LISTED RECORDS:
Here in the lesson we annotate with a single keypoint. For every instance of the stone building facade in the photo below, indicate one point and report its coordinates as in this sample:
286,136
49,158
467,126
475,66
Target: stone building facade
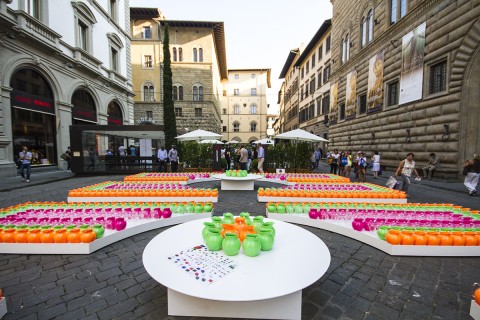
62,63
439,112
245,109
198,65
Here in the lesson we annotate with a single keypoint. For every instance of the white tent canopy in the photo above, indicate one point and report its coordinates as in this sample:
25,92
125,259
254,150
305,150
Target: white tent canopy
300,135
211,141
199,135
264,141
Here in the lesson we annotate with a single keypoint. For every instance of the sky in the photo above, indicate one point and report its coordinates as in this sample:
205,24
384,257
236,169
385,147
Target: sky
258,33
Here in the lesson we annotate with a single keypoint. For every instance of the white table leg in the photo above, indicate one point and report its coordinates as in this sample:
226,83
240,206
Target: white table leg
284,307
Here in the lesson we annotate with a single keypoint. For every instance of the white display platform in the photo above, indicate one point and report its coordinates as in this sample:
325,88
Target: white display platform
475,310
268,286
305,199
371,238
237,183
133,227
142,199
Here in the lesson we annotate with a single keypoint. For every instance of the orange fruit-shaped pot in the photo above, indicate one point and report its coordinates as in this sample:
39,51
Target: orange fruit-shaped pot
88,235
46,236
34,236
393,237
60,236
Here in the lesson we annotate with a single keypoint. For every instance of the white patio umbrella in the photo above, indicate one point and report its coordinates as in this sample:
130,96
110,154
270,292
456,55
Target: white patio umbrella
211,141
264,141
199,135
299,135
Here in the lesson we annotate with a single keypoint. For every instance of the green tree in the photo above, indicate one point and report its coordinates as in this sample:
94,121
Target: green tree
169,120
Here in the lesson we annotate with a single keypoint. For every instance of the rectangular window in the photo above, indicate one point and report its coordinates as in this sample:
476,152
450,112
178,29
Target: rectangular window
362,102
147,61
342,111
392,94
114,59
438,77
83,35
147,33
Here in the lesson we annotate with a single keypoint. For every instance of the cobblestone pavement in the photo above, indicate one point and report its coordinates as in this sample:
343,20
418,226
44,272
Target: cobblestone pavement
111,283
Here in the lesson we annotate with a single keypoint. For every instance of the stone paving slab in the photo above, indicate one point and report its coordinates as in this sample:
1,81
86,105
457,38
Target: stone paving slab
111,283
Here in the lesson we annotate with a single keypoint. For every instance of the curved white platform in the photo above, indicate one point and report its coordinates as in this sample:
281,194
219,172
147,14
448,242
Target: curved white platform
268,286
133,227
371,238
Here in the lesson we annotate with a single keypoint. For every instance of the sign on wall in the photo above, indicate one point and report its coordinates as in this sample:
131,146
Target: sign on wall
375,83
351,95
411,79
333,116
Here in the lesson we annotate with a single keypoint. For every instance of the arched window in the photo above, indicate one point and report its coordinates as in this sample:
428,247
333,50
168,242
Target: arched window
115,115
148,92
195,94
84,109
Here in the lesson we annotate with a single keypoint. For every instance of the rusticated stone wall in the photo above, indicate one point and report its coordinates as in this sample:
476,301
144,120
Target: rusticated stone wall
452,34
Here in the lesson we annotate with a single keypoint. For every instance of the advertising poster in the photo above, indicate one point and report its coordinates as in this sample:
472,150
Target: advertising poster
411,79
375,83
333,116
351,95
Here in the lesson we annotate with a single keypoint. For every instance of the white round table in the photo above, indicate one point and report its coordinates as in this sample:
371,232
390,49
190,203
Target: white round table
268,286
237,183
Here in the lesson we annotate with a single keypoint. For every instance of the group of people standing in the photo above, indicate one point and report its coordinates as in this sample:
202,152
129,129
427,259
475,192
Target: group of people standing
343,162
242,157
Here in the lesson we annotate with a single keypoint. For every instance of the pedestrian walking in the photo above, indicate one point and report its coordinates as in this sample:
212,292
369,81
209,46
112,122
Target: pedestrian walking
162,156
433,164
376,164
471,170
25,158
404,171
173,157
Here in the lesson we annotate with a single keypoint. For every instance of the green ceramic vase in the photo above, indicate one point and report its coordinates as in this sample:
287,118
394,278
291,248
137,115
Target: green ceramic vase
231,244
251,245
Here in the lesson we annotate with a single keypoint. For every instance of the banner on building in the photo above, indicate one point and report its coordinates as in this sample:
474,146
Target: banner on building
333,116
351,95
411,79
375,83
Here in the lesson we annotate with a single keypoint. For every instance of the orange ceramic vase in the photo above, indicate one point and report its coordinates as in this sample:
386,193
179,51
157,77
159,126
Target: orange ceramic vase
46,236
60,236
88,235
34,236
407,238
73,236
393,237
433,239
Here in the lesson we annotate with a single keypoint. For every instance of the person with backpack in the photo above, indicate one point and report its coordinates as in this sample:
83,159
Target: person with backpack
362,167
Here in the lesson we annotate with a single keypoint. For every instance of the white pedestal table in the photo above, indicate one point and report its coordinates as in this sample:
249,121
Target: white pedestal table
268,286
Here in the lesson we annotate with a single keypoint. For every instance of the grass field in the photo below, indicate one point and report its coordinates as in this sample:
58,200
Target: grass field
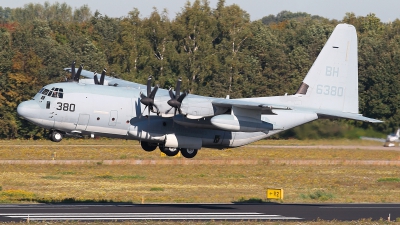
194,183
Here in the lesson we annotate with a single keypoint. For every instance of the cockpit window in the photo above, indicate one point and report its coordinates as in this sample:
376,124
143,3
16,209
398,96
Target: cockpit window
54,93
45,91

WHAT THIS TASK INVOLVES: Exactly as written, return every line of the listing, but not the pictures.

RESULT FOR THIS EXERCISE:
Here in the lesson we annotate with a single keypoint. For every instance of the stone building facade in the photo below, indicate one point and report its coordinates as in this sample:
286,136
49,158
467,126
475,66
Target: stone building facade
62,63
439,112
245,109
198,65
Here in the lesson we annotate with a single keypoint. For every instance of the white tent canopy in the photo above, indicate one point and report its coordinates as in this sample:
25,92
125,259
254,150
305,150
Target: white tent canopy
300,135
211,141
199,135
264,141
Here in the lesson we annotate with a single keypoint. For every instance of the sky in the photo above, indicate one point and report its coordinates as in this sample:
205,24
384,257
236,169
385,147
Target: sky
258,33
Here in the lesson we annotate with a single keypoint. For every instance of the white table leg in the photo above, indicate one point and report its coordinates as in this sample:
226,83
240,206
Target: white table leg
284,307
Here in the lesson we annotate with a single keypoint. For every instance of the white display platform in the photo above, indicate one point and report its coordinates as in this sample:
325,88
Target: white display platform
475,310
268,286
305,199
371,238
237,183
133,227
142,199
Here in the lesson we annotate with a single keypoint. For every instance of the orange fruit-shaped pot in the photo above, indicate one point and report its coordinates as in this sample:
39,51
Target: orange fruit-shaped pot
88,235
46,236
34,236
393,237
60,236
Here in the lesson we annotate with a single keypoint. For every instance of the white patio umbrella in the photo above, indicate one point and report its coordinates as in this sample:
130,96
110,154
270,292
456,55
Target: white patio umbrella
211,141
264,141
199,135
299,135
Here in the lesson we annotate with a single keypoint. For every instance of the green tree in the photo above, indicate one point and report its coordinates as in this sample:
94,121
Target: green tree
169,120
Here in the lesson we annotate with a single keypoint. For every instance of the rectangular window in the photo above, indicate one point and report its coordinates as in this sample:
476,152
450,112
178,29
Target: rectangular window
362,102
147,61
342,111
392,94
114,59
438,77
83,35
147,33
Here in the lesson we annotate with a single keypoint. For every instance of the cobblestone pavement in the photo above, indicate one point and report its coordinates as in this sample:
343,20
418,226
44,272
Target: cobblestone pavement
111,283
Here in the lesson we annotate with a single keypoint. For every instance of the stone paving slab in the photo above, indicate one point and report its coordinates as in this sample:
1,81
86,105
457,38
Target: stone paving slab
111,283
Here in the lesson we annotate with a single keypoint. For every instance of the curved white platform in the photo above, indicate one point and report its coordinates as in this sample:
281,194
219,172
147,14
448,242
Target: curved white platform
268,286
133,227
371,238
Here in the lesson we annotate with a single keypoint. For every instance of the sign on wall in the photo above, indicate one point and report its coordinates as in this sample:
131,146
Target: sign on wall
375,83
351,95
411,79
333,116
Here in the lesson we annotate with a single keypoint. For every instance of the arched window in the photo above, indicate one point and report its coordinates as in this sample:
428,247
333,50
168,242
Target: arched window
115,115
148,92
195,94
84,109
Here in the lesson we annotate with a single keypoint. For every instance of the rusticated stone wall in the photo above, indicate one point and report its coordinates as in this sample:
476,301
144,120
Target: rusticated stone wall
452,34
Here in the lesson we annotate with a single keypoint. For every instance of the advertising poster in the photo above, indicate one point and report its coordinates as in this sample:
472,150
Target: advertising poster
411,79
375,83
333,116
351,95
Here in the lesson we annotate with a single keypoint. For every instance of the white round table in the photo above, indicate one point and report its coordinates as in this sample:
371,232
390,49
190,203
Target: white round table
268,286
237,183
Here in the lesson we annotate with a single keypoint. For every instance of the group of people standing in the photo above, indicate one point and report its coordinates as in this sample:
202,152
129,129
427,259
475,192
Target: group of people standing
343,162
242,157
Here in the lesson we annotate with a single keypoint. For every instance of the pedestrian walking in the photo above, indicate one point and report its coordinates as in this sample:
212,292
369,81
209,46
112,122
Target: pedestrian walking
162,156
433,164
376,164
471,170
25,158
404,171
173,157
Here in the lesson we annotate with a single keypoint. For every instance of the green ceramic vase in the photo above, indicate one point and report its coordinates as in this sample:
287,118
394,278
291,248
137,115
Target: green ceramic vase
231,244
251,245
Here in the lesson we annotate with a single keypoint. For every instance of the banner on building in the photo above, indicate one point and report its coordinates as in this sample:
474,146
Target: banner on building
333,116
351,95
411,79
375,83
Here in the lesson we annotate with a single keypoint. For every instance of the orange ceramic vase in the photo above, indicate one point and report its coordinates as in this sample:
386,193
179,51
157,77
159,126
Target: orange ceramic vase
46,236
60,236
88,235
34,236
407,238
73,236
393,237
433,239
Here in the lesson we annotate with a single keypoint. For every instance of the person with backpack in the photo above, indicate one point and report its coordinates as in this sample:
83,159
Target: person with backpack
362,167
Here in the lesson we annotate with a single keypoint. For every instance of the white pedestal table in the photo above, indicate one point and report its coordinates as in this sample:
249,121
Target: white pedestal table
268,286
Here in the lesson we annotate with a single keypoint. For every instance of the grass field in the photo below, indicate one point and report its coordinates as in this sample:
58,200
Target: grass field
194,183
Here in the lesson we annotate with a single keypoint. For every instance of the cockpit window in the photo above, indicate one point and report its coordinates as in this sample:
376,124
143,3
16,209
398,96
Target: cockpit window
54,93
45,91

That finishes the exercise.